**EXERCISE OBJECTIVE**
All records must be restated word for word.
┄┄┄┄┄┄
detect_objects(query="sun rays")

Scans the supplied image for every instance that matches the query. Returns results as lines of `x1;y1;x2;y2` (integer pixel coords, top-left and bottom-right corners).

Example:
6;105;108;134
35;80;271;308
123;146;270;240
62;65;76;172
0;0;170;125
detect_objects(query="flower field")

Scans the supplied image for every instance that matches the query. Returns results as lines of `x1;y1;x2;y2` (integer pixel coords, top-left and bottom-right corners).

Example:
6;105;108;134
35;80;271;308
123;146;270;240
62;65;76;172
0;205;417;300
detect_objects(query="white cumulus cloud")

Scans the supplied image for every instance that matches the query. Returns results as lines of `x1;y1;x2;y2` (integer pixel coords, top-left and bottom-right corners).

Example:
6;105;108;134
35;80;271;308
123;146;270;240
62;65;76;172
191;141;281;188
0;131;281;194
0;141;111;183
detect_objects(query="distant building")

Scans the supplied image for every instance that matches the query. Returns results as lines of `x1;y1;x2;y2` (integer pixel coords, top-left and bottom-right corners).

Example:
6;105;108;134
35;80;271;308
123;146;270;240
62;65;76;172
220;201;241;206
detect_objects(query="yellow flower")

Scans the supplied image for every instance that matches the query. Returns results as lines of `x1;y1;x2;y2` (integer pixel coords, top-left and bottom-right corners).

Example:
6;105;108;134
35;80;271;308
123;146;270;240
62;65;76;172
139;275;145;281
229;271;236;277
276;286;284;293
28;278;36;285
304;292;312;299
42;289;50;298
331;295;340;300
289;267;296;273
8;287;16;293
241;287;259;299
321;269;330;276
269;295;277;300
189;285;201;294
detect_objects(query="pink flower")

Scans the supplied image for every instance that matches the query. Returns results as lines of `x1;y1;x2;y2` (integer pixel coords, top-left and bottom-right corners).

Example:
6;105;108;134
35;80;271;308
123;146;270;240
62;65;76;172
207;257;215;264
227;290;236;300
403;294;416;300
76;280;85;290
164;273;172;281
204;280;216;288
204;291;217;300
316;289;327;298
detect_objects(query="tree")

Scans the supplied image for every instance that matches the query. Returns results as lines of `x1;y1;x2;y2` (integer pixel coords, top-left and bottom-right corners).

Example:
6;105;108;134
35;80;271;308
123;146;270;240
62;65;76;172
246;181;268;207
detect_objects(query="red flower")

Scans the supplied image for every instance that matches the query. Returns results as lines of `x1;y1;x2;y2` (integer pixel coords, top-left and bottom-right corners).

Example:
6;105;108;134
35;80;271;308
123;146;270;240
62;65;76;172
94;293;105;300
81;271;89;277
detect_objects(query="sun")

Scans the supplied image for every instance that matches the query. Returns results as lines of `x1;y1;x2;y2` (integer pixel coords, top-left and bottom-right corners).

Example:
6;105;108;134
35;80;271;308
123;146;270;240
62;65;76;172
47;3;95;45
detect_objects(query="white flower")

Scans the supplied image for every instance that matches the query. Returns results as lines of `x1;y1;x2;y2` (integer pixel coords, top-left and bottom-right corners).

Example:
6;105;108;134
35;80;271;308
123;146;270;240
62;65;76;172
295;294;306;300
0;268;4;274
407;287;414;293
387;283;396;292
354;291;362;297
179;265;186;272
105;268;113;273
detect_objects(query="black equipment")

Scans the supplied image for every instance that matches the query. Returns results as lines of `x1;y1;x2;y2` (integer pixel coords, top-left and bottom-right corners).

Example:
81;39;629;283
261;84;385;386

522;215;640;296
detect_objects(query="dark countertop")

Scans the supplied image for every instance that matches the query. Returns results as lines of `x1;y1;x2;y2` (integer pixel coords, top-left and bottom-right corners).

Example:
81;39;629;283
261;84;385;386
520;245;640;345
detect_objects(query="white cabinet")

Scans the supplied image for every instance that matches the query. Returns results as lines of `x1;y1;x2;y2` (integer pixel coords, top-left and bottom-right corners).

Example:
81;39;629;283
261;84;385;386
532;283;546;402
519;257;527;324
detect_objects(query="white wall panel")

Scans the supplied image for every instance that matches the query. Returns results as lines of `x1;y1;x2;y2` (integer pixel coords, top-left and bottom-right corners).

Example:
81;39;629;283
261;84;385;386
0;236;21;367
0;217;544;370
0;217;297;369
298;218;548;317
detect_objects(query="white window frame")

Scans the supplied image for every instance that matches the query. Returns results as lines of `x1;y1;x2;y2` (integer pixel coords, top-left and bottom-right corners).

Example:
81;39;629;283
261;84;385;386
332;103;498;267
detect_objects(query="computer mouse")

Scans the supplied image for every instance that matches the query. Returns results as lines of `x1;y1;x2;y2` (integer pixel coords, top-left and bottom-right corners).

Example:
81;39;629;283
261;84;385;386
┄┄┄┄┄┄
**ANSWER BELOW**
detect_objects(query="sun rays")

Scans the supplied image for every instance that matches the query. Returns results as lines of `x1;y1;x2;y2` (integer pixel coords, top-left and bottom-right corners).

Example:
6;105;108;134
35;80;271;308
123;146;270;240
62;65;76;172
0;0;170;125
detect_objects(query="flower field")

Scans the supplied image for every instance that matches the query. Returns results as lines of `x1;y1;x2;y2` (integer pixel coords, top-left and bottom-right corners).

Example:
6;105;108;134
35;80;271;308
123;146;270;240
62;65;76;172
0;205;417;300
detect_objects(query="white cumulus cloud")

Scans the supplied image for every instance that matches the query. Returns results as lines of `x1;y1;x2;y2` (integer pixel coords, top-left and bottom-right corners).

Example:
6;105;108;134
35;80;271;308
123;146;270;240
62;65;76;172
191;141;281;188
0;131;281;194
0;141;111;183
detect_objects(query="distant building")

Scans the supplied image for every instance that matches the query. Returns results as lines of `x1;y1;x2;y2` (integer pixel coords, top-left and bottom-right corners).

Example:
6;105;108;134
35;80;271;308
123;146;270;240
62;65;76;172
220;201;241;206
detect_objects(query="yellow flower")

Scans the supplied image for every instance that matches the query. Returns results as lines of `x1;y1;x2;y2` (integer pixel coords, top-left and bottom-right corners).

Example:
6;105;108;134
35;80;271;308
123;146;270;240
62;65;76;172
139;275;145;281
229;271;236;277
276;286;284;293
28;278;36;285
304;292;312;299
42;289;50;298
331;295;340;300
289;267;296;273
8;287;16;293
241;287;259;299
321;269;330;276
269;295;277;300
189;285;201;294
detect_objects(query="pink flower")

Scans the supplied image for every instance that matches the query. Returns results as lines of `x1;y1;x2;y2` (integer pixel coords, top-left and bottom-right corners).

Example:
6;105;108;134
35;80;271;308
123;146;270;240
62;65;76;172
207;257;215;264
227;290;236;300
403;294;416;300
76;280;85;290
164;273;172;281
204;280;216;288
204;291;217;300
316;289;327;298
detect_objects(query="tree")

Scans the supplied image for every instance that matches the query. Returns results as lines of `x1;y1;x2;y2` (integer pixel coords, top-left and bottom-right corners).

Example:
6;105;108;134
35;80;271;308
123;146;270;240
62;65;76;172
246;181;268;207
detect_objects(query="red flower")

Scans the supplied image for every instance that matches the query. Returns results as lines of `x1;y1;x2;y2` (integer pixel coords, top-left and bottom-right corners).

Example:
6;105;108;134
35;80;271;308
123;146;270;240
62;65;76;172
94;293;105;300
81;271;89;277
detect_objects(query="sun")

Scans the supplied image for every instance that matches the query. Returns results as lines of `x1;y1;x2;y2` (integer pixel coords, top-left and bottom-right corners).

Example:
6;105;108;134
35;80;271;308
123;146;270;240
62;65;76;172
47;3;95;45
detect_objects(query="white flower")

Scans the supplied image for every instance that matches the query. Returns results as lines of `x1;y1;x2;y2` (integer pixel coords, top-left and bottom-right corners).

Example:
6;105;108;134
35;80;271;308
123;146;270;240
62;65;76;172
295;294;306;300
0;268;4;274
407;287;414;293
387;283;396;292
354;291;362;297
179;265;186;272
105;268;113;273
detect_objects(query="black equipment")

Scans the supplied image for every instance that matches the query. Returns results as lines of `x1;y1;x2;y2` (integer pixel coords, top-left and bottom-right corners).

Example:
81;39;629;283
261;84;385;386

522;215;640;296
detect_objects(query="dark countertop")

Scans the supplied image for every instance that matches the query. Returns results as lines of `x1;y1;x2;y2` (integer pixel coords, top-left and bottom-right corners).

Example:
81;39;629;283
261;84;385;386
520;245;640;345
detect_objects(query="white cabinet")

Scans the supplied image for every instance that matches the query. Returns results as lines of `x1;y1;x2;y2` (integer pixel coords, top-left and bottom-right corners).

Example:
81;39;629;283
261;84;385;386
532;283;546;402
519;257;527;324
detect_objects(query="white wall panel")

Scans the supplied image for every instance that matches the query. Returns results as lines of `x1;y1;x2;y2` (integer pixel coords, top-left and bottom-right corners).

Example:
81;39;629;283
261;84;385;386
0;236;21;367
0;217;544;370
0;217;297;369
298;218;548;317
detect_objects(query="white window frame")

Scans the supplied image for every instance that matches the query. Returns results as lines of `x1;y1;x2;y2` (integer pixel coords, top-left and bottom-right corners).

Example:
81;39;629;283
261;84;385;386
332;103;498;267
detect_objects(query="computer mouse")

Scans the supplied image for every instance that matches the query. Returns results as lines of `x1;y1;x2;y2` (integer pixel coords, top-left and bottom-right corners).

Example:
81;39;629;283
261;84;385;386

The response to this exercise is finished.